::: Text provided :::

In Salehi v. Association of Professional Engineers of Ontario (Ont CA, 2025) the Ontario Court of Appeal considers the legal status of the 'Association of Professional Engineers of Ontario' and it's corporate 'bad faith' immunity:
[3] Mr Salehi is a professional engineer who is licensed and regulated by APEO under the Professional Engineers Act, R.S.O 1990, c. P.28. Mr. Salehi expressed confusion about APEO’s status, especially since, by order dated June 14, 2014, Myers J. changed the title of proceedings in Mr. Salehi’s lawsuit against “Professional Engineers Ontario” (“PEO”) to use the proper name, “The Association of Professional Engineers of Ontario”. I infer that this is the order to which Mr. Salehi is referring in his request that the court “Reconsider the court hearing by changing the original defendant (PEO).”

[4] But this relief is unnecessary. In formal terms, the APEO uses the name, “Professional Engineers Ontario”, and operates under the Professional Engineers Act. It has the capacity of a natural person. APEO can be sued and can be served at its corporate office. It has been the proper party to these proceedings throughout. It would have been appropriate for Mr. Salehi to serve APEO with the notice of motion that brought him before me.

::: Data :::

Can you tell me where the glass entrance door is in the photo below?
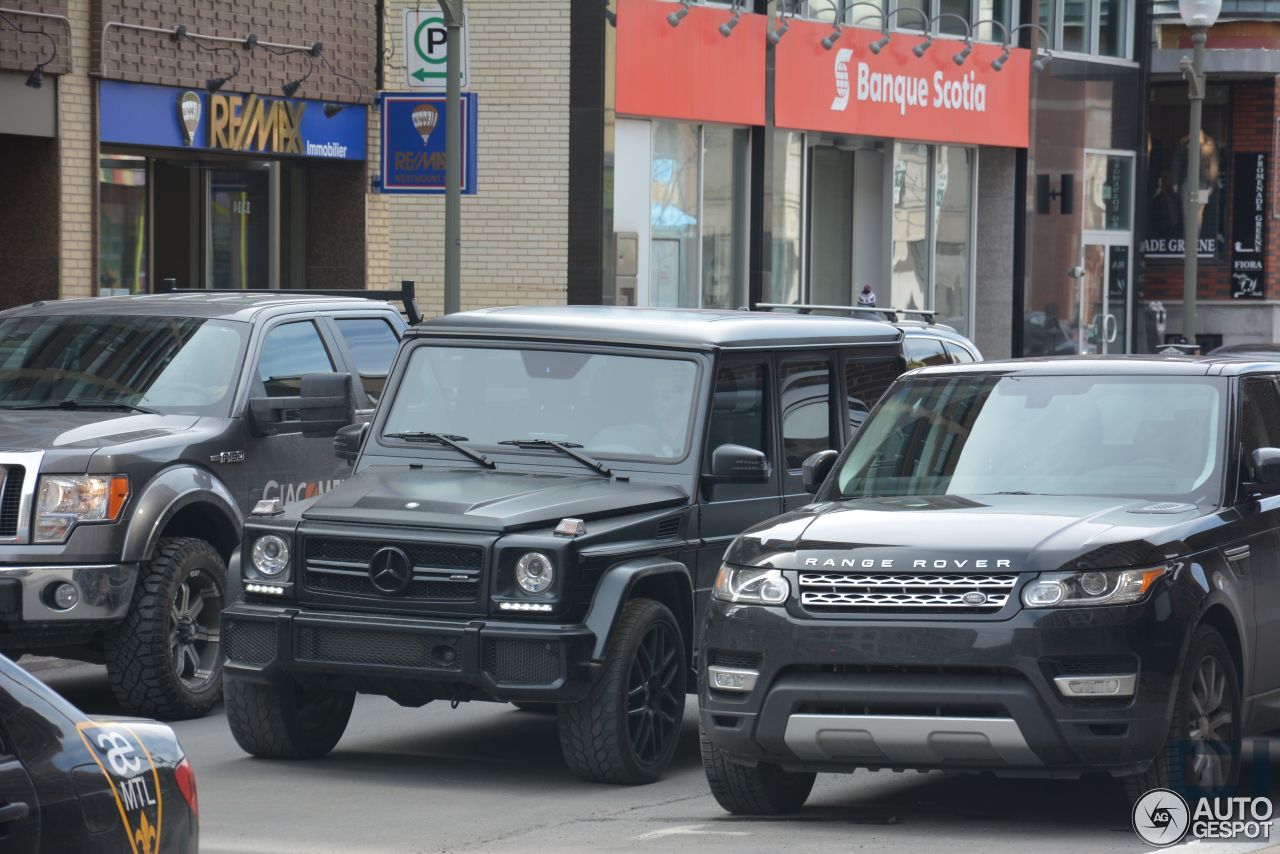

:::

Set exercise -> In the court excerpt, what name does the Association of Professional Engineers of Ontario use?

Answer to the exercise -> Professional Engineers Ontario